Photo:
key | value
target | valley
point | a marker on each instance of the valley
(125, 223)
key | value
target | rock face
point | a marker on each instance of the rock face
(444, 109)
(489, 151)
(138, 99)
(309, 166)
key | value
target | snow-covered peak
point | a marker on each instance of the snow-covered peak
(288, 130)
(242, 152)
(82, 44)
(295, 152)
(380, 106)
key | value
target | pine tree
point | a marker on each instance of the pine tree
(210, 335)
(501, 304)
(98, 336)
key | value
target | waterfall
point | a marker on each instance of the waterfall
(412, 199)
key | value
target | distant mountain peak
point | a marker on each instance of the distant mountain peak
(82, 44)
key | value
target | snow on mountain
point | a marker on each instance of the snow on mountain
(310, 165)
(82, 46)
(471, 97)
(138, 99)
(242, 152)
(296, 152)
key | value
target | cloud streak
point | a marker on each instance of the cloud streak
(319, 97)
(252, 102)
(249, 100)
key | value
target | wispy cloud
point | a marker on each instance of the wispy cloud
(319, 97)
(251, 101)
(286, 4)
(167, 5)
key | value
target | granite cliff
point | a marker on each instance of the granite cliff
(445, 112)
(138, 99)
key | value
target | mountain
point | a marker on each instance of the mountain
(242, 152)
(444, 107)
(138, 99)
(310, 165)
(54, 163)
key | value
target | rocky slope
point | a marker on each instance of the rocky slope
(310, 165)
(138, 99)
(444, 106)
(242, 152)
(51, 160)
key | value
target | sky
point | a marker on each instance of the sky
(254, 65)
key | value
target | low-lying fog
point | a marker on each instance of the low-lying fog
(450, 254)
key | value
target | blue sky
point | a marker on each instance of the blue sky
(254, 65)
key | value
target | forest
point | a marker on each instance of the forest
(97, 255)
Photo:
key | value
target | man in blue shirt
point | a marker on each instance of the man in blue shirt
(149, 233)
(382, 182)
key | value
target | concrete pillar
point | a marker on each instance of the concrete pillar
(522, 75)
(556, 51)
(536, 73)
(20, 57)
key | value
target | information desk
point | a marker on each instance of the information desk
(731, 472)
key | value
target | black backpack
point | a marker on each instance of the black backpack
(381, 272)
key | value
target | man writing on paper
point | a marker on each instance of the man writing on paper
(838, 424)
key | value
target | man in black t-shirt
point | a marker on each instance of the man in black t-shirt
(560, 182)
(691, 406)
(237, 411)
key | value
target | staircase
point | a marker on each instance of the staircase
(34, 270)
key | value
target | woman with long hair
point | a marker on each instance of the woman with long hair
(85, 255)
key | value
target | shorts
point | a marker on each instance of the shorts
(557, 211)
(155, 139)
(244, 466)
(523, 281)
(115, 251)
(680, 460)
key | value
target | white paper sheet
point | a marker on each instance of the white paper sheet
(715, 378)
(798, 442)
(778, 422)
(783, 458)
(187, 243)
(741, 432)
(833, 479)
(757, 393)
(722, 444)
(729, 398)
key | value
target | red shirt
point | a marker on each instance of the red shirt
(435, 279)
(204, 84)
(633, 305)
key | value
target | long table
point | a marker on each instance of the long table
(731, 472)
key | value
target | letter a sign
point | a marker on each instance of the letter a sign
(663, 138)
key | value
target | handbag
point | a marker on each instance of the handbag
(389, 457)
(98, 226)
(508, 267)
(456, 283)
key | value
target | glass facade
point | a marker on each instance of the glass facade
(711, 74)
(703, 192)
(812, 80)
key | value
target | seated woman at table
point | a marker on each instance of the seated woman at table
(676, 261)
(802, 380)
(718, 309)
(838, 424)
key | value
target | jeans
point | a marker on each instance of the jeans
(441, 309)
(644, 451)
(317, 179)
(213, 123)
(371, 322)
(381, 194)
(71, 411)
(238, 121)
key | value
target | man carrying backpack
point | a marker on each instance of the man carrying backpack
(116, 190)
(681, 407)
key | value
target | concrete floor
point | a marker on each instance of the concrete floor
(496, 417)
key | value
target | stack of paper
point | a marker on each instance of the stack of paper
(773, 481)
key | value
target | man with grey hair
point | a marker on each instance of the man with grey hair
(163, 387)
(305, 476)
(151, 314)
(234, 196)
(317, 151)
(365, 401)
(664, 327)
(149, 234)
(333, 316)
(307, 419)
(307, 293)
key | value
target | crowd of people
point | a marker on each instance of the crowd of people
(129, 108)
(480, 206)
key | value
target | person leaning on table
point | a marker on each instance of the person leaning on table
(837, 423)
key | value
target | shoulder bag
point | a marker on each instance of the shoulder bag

_ _ _

• _What is being asked_: Every line of the material that holds the word "shoulder" must be found and copied.

• _Worked solution_:
target | shoulder bag
point | a marker on each instance of the shoulder bag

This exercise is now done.